[Start LISTED RECORDS]

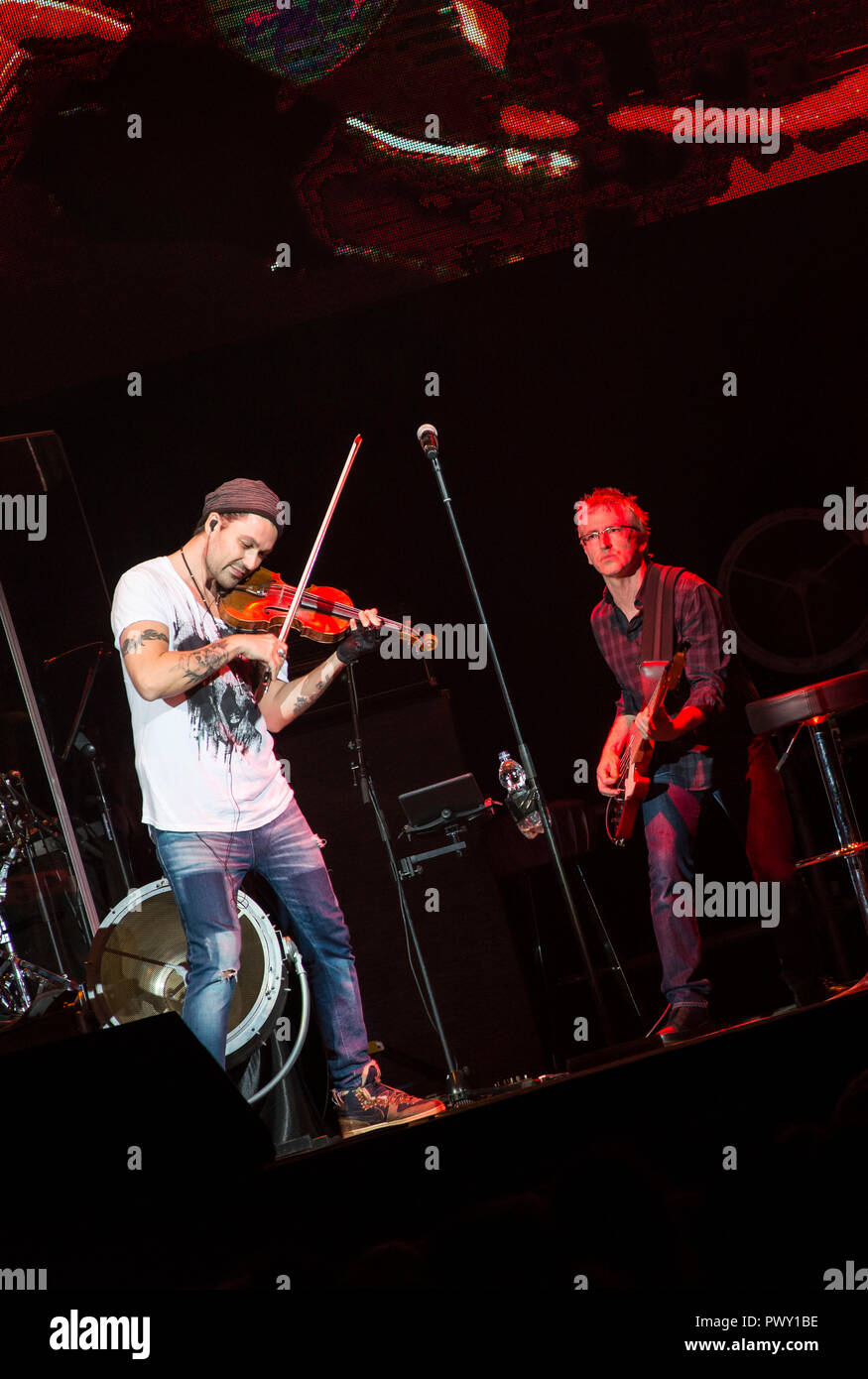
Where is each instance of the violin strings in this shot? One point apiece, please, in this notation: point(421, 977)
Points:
point(330, 608)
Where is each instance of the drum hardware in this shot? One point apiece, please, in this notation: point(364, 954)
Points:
point(88, 916)
point(18, 824)
point(455, 1091)
point(25, 829)
point(14, 996)
point(137, 967)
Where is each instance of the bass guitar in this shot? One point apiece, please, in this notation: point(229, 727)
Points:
point(634, 774)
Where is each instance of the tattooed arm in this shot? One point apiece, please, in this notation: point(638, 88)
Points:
point(159, 674)
point(282, 702)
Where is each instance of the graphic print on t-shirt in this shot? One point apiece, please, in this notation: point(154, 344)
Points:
point(222, 709)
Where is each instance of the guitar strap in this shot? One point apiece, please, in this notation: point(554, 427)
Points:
point(659, 612)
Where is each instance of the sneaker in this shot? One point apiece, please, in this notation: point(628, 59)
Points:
point(373, 1105)
point(686, 1022)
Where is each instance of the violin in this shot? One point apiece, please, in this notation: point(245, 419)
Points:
point(261, 603)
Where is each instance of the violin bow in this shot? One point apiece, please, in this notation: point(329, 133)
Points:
point(306, 576)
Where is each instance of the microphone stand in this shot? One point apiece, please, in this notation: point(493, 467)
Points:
point(455, 1091)
point(434, 455)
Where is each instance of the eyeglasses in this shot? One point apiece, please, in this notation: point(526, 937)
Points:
point(606, 531)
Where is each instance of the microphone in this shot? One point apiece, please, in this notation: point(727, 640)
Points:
point(427, 436)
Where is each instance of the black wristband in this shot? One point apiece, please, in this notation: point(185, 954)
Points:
point(356, 644)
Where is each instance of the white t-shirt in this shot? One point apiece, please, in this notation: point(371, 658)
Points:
point(207, 764)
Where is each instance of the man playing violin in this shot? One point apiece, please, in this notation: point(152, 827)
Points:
point(704, 749)
point(214, 798)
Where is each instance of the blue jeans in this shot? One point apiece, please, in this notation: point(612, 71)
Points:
point(750, 791)
point(204, 872)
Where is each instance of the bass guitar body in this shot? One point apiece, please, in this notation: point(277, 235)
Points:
point(624, 807)
point(635, 774)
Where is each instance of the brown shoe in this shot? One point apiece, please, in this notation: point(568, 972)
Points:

[End LISTED RECORDS]

STATED TASK: Reproduce all of the lines above word for word, omitting the picture.

ANSWER TO THIS EXERCISE:
Where is each instance of the violin strings in this shot? One point apiece, please, in this notation: point(421, 977)
Points:
point(330, 608)
Where is each instance of the drum hardware in this shot? One point apiece, please, in this notation: point(364, 954)
Points:
point(88, 916)
point(18, 824)
point(455, 1091)
point(25, 829)
point(14, 996)
point(137, 967)
Where is each instance of the bass guitar in this shot? One point apiece, please, in this notation: point(229, 727)
Points:
point(634, 774)
Where is each instance of the tattooed arm in this shot? One point apiece, please, in this notation: point(638, 88)
Points:
point(159, 674)
point(282, 702)
Where is each instance of the graphic print on t-shirt in this shot? One point apiece, please, in this notation: point(154, 344)
Points:
point(222, 709)
Where is each instance of the guitar strap in this shot? One point apiece, please, in this notation: point(554, 427)
Points:
point(659, 612)
Where is each instance of the sneaker in this shot? One point apiece, please, in this notation: point(628, 59)
Points:
point(373, 1105)
point(686, 1022)
Where is each instance of the violin in this shot? One point apiece, please, in this notation: point(245, 419)
Points:
point(261, 603)
Where is each instance of the violin bow in this shot? One point apiece, please, in this notation: point(329, 133)
Points:
point(306, 576)
Where is each instance of the microphone stand in this shot? One point apiece, please, in this notation: point(493, 467)
Points:
point(455, 1091)
point(434, 455)
Where is each instance of the eyeglasses in this shot? One point apiece, please, in this notation: point(526, 937)
Points:
point(606, 531)
Where is each instance of the microphone in this shot? One point apiece, please, in this notation: point(727, 640)
Points:
point(427, 436)
Where is each instance of the black wristband in this shot? One point apiece, please, in this notation: point(185, 954)
Points:
point(356, 644)
Where is each instance of the white t-shirt in this shot? One point apiece, please, in this notation: point(371, 658)
Points:
point(207, 764)
Where is each instance of the man playing violin in this shot? One point apiece, please, in this notation: point(152, 827)
Points:
point(704, 749)
point(214, 798)
Where is each instance of the blue jeans in this shot? One point apiece, please, in this notation: point(612, 71)
Points:
point(750, 791)
point(204, 872)
Where is each instance of the bass guitar body in this shot? One point apiece, please, in this notation: point(277, 235)
Points:
point(624, 807)
point(635, 774)
Where is each instance of the brown shoe in this shot? One point apiece, please, in this notation: point(568, 972)
Points:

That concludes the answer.